* DATA IN THIS EXERCISE:
* start *

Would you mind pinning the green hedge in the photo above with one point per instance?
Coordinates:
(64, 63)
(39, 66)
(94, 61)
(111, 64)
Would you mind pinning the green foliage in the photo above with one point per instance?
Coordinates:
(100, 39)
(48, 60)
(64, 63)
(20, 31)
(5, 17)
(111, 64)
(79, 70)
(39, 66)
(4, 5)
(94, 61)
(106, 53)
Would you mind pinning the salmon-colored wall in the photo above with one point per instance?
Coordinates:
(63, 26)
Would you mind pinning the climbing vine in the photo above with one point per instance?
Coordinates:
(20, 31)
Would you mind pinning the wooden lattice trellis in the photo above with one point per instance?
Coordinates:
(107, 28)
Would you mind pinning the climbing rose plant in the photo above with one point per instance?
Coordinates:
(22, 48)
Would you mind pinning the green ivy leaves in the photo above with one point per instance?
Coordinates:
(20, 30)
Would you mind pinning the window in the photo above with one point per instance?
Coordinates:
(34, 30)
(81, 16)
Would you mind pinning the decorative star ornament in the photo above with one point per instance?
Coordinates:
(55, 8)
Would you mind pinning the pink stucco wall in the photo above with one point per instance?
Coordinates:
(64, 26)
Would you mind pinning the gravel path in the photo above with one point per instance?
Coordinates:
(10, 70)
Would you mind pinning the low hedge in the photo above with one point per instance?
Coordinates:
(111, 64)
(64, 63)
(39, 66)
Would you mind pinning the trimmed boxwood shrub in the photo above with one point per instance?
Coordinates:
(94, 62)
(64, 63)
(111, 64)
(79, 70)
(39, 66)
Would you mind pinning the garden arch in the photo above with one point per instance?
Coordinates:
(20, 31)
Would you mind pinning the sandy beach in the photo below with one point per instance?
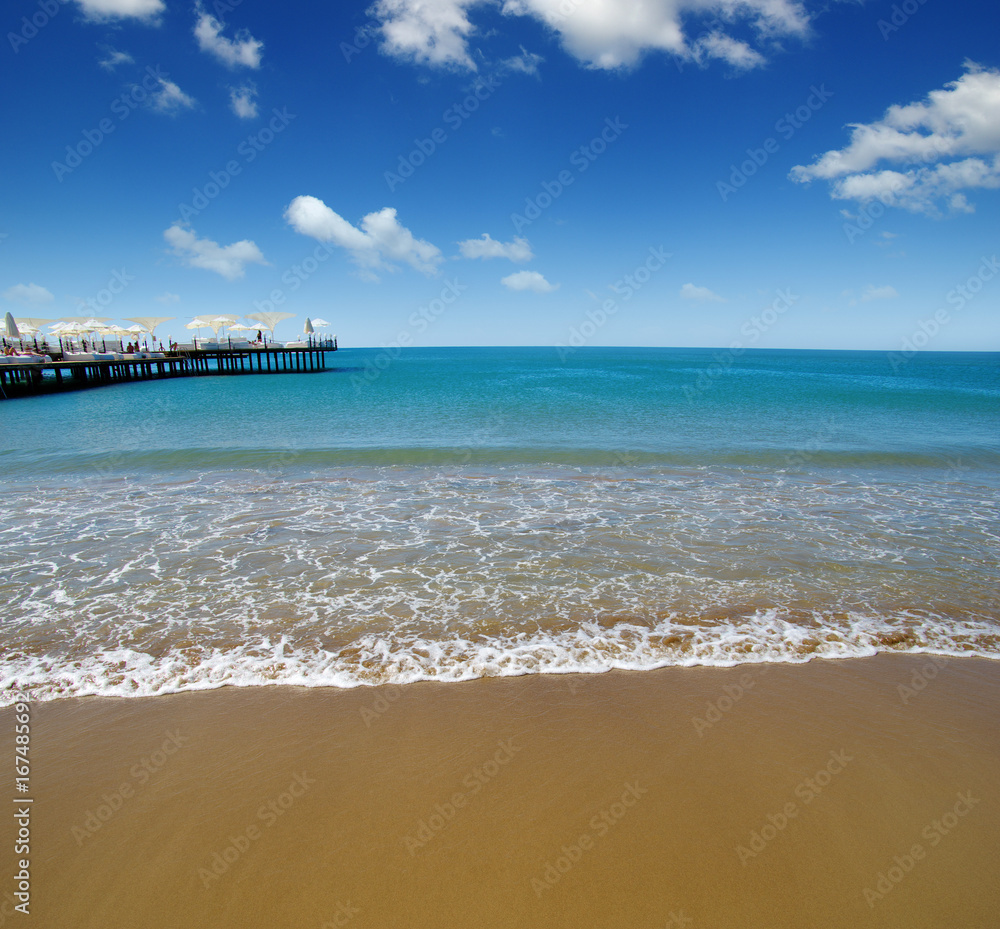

* end *

* EXERCISE REQUIREMENTS: Pick out every line above that contains the word "wall", and copy each one. Case counts.

* FINAL ANSWER:
Would you mind pinning the salmon-colored wall in the photo above with one point per instance?
Would you mind pinning the pink stucco wall in the photo above with one point per instance?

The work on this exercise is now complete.